- PROBLEM STATEMENT:
Nothing but the lines from the one containing "of the forested" to the end of the data should be returned, each exactly as written.
### RECORDS FOR PROCESSING ###
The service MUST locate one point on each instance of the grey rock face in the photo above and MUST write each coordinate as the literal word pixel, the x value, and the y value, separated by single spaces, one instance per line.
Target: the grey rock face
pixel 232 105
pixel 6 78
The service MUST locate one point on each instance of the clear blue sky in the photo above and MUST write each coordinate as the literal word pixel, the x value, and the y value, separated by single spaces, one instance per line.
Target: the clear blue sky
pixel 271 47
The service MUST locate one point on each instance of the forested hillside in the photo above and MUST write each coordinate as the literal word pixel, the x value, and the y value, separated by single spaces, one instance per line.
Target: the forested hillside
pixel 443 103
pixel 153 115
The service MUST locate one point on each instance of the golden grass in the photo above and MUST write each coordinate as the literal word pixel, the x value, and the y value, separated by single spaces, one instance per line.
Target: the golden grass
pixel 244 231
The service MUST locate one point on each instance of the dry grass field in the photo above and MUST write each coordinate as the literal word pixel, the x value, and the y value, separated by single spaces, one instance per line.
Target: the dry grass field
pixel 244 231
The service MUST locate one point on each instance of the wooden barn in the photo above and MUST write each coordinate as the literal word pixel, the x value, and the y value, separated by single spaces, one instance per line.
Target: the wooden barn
###
- ANSWER TO THE EXERCISE:
The service MUST locate one point on each instance of the forested hillside in the photo above and MUST write each coordinate as the literal word pixel, the x value, and the y value, separated by single spaces, one instance per line.
Target: the forested hillside
pixel 443 103
pixel 153 115
The service MUST locate one point on each instance of the golden grass in the photo above and MUST write each coordinate as the literal word pixel, the x value, and the y value, separated by single spaces, one instance per line.
Target: the golden grass
pixel 244 231
The service MUST locate one point on each instance of the dry grass field in the photo above and MUST write each coordinate as the literal word pixel, the x value, and the y value, separated by single spaces, one instance per line.
Target: the dry grass field
pixel 244 231
The service MUST locate one point on each instance of the wooden barn in the photo above and MUST write each coordinate as the literal word pixel, the x value, and the y value, separated by single spaces, one instance per line.
Target: the wooden barn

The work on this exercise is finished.